■ AIM ■
Without skipping anything, write out each record below exactly.

Object outline annotations
[Begin]

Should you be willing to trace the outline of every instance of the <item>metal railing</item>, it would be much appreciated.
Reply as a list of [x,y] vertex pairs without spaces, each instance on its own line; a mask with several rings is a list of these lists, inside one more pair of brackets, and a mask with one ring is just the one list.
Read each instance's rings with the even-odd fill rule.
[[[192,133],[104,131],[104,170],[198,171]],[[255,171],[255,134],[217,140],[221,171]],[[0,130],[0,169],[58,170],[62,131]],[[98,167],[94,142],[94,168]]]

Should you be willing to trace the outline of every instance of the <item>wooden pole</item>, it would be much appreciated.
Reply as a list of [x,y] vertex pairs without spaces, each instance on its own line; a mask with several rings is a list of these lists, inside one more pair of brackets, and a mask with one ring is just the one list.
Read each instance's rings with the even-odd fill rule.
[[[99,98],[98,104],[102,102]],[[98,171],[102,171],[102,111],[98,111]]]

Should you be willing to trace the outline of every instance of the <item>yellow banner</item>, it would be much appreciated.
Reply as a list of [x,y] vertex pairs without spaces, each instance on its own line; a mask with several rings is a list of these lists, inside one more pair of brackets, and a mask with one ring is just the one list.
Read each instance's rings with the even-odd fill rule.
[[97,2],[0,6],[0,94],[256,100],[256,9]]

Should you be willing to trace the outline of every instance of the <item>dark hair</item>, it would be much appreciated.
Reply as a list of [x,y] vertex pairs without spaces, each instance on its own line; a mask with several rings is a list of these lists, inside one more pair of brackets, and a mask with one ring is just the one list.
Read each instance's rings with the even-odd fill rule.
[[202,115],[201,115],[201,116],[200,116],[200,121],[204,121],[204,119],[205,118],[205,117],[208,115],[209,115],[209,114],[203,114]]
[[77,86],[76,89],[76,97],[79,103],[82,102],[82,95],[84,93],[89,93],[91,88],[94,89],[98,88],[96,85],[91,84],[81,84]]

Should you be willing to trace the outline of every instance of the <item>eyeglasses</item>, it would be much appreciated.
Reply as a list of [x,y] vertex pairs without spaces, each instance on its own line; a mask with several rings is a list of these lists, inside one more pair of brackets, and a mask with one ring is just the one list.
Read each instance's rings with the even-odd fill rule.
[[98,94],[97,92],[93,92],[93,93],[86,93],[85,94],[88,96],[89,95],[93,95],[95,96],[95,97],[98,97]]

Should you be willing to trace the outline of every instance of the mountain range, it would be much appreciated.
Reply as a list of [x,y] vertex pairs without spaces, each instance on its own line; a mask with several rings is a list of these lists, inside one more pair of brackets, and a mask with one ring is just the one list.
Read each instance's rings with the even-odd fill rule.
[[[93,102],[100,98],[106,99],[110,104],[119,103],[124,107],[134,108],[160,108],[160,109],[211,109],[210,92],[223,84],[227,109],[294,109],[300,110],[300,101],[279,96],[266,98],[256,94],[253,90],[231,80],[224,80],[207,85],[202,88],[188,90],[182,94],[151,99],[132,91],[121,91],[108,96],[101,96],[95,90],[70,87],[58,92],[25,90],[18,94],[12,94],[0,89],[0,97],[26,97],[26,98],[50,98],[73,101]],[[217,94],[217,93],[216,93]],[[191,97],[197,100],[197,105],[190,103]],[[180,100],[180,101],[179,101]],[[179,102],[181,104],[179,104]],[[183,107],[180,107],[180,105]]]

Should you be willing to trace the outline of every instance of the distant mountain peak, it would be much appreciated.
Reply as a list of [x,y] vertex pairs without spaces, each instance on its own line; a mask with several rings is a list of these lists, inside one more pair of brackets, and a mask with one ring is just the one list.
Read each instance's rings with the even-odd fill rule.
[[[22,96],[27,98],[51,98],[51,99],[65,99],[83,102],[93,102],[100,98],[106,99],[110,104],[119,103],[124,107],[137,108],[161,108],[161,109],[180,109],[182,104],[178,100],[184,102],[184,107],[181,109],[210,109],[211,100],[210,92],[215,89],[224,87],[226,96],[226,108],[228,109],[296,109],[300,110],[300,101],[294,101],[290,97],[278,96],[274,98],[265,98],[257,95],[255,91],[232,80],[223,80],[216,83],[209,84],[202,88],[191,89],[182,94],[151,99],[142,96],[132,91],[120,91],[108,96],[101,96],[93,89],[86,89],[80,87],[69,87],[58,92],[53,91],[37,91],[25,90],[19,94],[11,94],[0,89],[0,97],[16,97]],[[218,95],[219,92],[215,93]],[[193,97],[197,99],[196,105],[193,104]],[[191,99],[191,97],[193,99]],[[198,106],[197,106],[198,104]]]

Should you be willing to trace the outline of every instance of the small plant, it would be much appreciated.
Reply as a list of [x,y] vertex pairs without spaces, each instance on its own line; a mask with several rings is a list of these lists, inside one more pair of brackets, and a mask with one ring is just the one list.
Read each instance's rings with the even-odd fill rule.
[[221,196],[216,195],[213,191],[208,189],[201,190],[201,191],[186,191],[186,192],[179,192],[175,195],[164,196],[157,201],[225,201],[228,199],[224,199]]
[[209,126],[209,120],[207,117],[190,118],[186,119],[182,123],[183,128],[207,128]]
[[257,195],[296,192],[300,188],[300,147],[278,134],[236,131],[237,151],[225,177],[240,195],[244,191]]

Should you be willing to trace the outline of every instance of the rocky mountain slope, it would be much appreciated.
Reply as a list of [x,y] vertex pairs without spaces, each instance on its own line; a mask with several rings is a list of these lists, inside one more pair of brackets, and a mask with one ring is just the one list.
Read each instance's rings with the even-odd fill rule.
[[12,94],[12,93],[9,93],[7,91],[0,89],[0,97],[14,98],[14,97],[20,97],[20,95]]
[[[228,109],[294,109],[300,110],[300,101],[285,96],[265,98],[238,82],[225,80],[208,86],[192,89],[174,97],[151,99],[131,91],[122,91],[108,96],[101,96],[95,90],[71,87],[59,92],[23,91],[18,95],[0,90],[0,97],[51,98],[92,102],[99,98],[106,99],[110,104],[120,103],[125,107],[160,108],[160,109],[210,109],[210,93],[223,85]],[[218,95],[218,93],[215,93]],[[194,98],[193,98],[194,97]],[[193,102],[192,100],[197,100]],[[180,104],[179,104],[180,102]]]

[End]

■ ANSWER FOR THIS EXERCISE ■
Should you be willing to trace the outline of every instance of the <item>metal railing</item>, it would be much appreciated.
Reply as a list of [x,y] vertex pairs without spaces, each instance on its own line; a mask with several rings is a list of these lists, inside one more pair of brackets, and a mask with one ring is just the one list.
Read each instance's rings with the even-odd fill rule.
[[[192,133],[104,131],[104,170],[198,171]],[[255,171],[255,134],[217,140],[221,171]],[[0,130],[0,169],[58,170],[62,131]],[[98,167],[94,142],[94,168]]]

Should you be willing to trace the outline of every instance of the <item>wooden pole</item>, it would be much appreciated.
Reply as a list of [x,y] vertex pairs without spaces, each instance on its own line; a mask with several rings is a list of these lists, inside one more pair of brackets, and a mask with one ring is just the one list.
Read each instance's rings with the even-odd fill rule.
[[[99,98],[98,104],[102,102]],[[98,171],[102,171],[102,111],[98,111]]]

Should you be willing to trace the outline of every instance of the <item>yellow banner</item>, it would be much appreciated.
Reply as a list of [x,y] vertex pairs without spaces, each instance on its own line; a mask with several rings is a list of these lists, inside one more pair of brackets, and a mask with one ring is just the one list.
Read each instance's rings with the even-odd fill rule.
[[97,2],[0,6],[0,94],[256,100],[256,9]]

Should you be willing to trace the outline of every instance of the <item>dark hair</item>, it would be much appreciated.
Reply as a list of [x,y] vertex pairs without spaces, each instance on its own line; a mask with several rings is a list of these lists, inside one more pair of brackets, and a mask with one ring is just the one list.
Read each instance's rings with the even-odd fill rule.
[[202,115],[201,115],[201,116],[200,116],[200,121],[204,121],[204,119],[205,118],[205,117],[208,115],[209,115],[209,114],[203,114]]
[[77,86],[76,89],[76,97],[79,103],[82,102],[82,95],[84,93],[89,93],[91,88],[94,89],[98,88],[96,85],[91,84],[81,84]]

Should you be willing to trace the outline of every instance of the <item>eyeglasses</item>, it would be much appreciated.
Reply as a list of [x,y] vertex pairs without spaces, each instance on its own line; a mask with several rings is a list of these lists, inside one more pair of brackets, and a mask with one ring is just the one list.
Read each instance's rings with the even-odd fill rule.
[[98,94],[97,92],[93,92],[93,93],[86,93],[85,94],[88,96],[89,95],[93,95],[95,96],[95,97],[98,97]]

Should you be willing to trace the outline of every instance of the mountain range, it would be much appreciated.
Reply as a list of [x,y] vertex pairs without spaces, each instance on its own line; a mask with several rings is a list of these lists, inside one more pair of brackets, and a mask with one ring is just the one list.
Read each instance's rings with the even-odd fill rule.
[[[93,102],[100,98],[106,99],[110,104],[119,103],[124,107],[134,108],[160,108],[160,109],[211,109],[210,92],[223,84],[227,109],[294,109],[300,110],[300,101],[279,96],[266,98],[256,94],[253,90],[231,80],[224,80],[207,85],[202,88],[188,90],[182,94],[151,99],[132,91],[121,91],[108,96],[101,96],[95,90],[70,87],[58,92],[25,90],[18,94],[12,94],[0,89],[0,97],[26,97],[26,98],[50,98],[73,101]],[[217,94],[217,93],[216,93]],[[191,97],[197,100],[197,105],[190,103]],[[180,100],[180,101],[179,101]],[[179,102],[181,104],[179,104]],[[183,107],[180,107],[180,105]]]

Should you be willing to trace the outline of every instance of the distant mountain peak, it would be much appreciated.
Reply as a list of [x,y] vertex pairs without spaces, each instance on its own line; a mask with several rings is a list of these lists, inside one more pair of brackets, and a mask with one ring is just the one list.
Read each instance's rings with the even-odd fill rule.
[[[22,96],[27,98],[51,98],[51,99],[65,99],[83,102],[93,102],[100,98],[106,99],[110,104],[119,103],[124,107],[137,108],[161,108],[161,109],[180,109],[182,104],[178,100],[184,102],[184,107],[181,109],[210,109],[211,100],[210,92],[215,89],[224,87],[226,96],[226,108],[228,109],[296,109],[300,110],[300,101],[294,101],[290,97],[278,96],[274,98],[265,98],[257,95],[255,91],[232,80],[223,80],[216,83],[209,84],[202,88],[191,89],[182,94],[151,99],[142,96],[132,91],[120,91],[108,96],[101,96],[93,89],[86,89],[80,87],[69,87],[58,92],[53,91],[37,91],[25,90],[19,94],[11,94],[0,89],[0,97],[16,97]],[[218,95],[219,92],[215,93]],[[193,97],[197,99],[196,105],[193,104]],[[191,99],[191,97],[193,99]],[[198,106],[197,106],[198,104]]]

Should you be willing to trace the outline of every instance of the small plant, it would be much appreciated.
Reply as a list of [x,y] vertex pairs without spaces, each instance on its own line; a mask with several rings is a list of these lists, inside one more pair of brackets, and a mask with one ring is just the one list.
Read each instance's rings with the even-odd fill rule.
[[221,196],[216,195],[213,191],[208,189],[201,190],[201,191],[186,191],[186,192],[179,192],[175,195],[164,196],[157,201],[225,201],[228,199],[224,199]]
[[209,126],[209,120],[207,117],[190,118],[186,119],[182,123],[183,128],[207,128]]
[[257,195],[296,192],[300,188],[300,147],[278,134],[236,131],[237,151],[225,177],[240,195],[244,191]]

Should you be willing to trace the outline of every instance of the rocky mountain slope, it would be much appreciated.
Reply as a list of [x,y] vertex pairs without spaces, each instance on its own line; a mask with several rings is a list of these lists, inside one more pair of brackets, and a mask with one ring is just the one list.
Read each instance's rings with the even-odd fill rule.
[[12,94],[12,93],[9,93],[7,91],[0,89],[0,97],[14,98],[14,97],[20,97],[20,95]]
[[[228,109],[294,109],[300,110],[300,101],[285,96],[265,98],[238,82],[225,80],[208,86],[192,89],[174,97],[151,99],[131,91],[122,91],[108,96],[101,96],[95,90],[71,87],[59,92],[23,91],[18,95],[0,90],[0,97],[51,98],[92,102],[99,98],[106,99],[110,104],[120,103],[125,107],[160,108],[160,109],[210,109],[210,93],[223,85]],[[218,95],[218,93],[215,93]],[[194,98],[193,98],[194,97]],[[193,102],[192,100],[197,100]],[[180,104],[179,104],[180,102]]]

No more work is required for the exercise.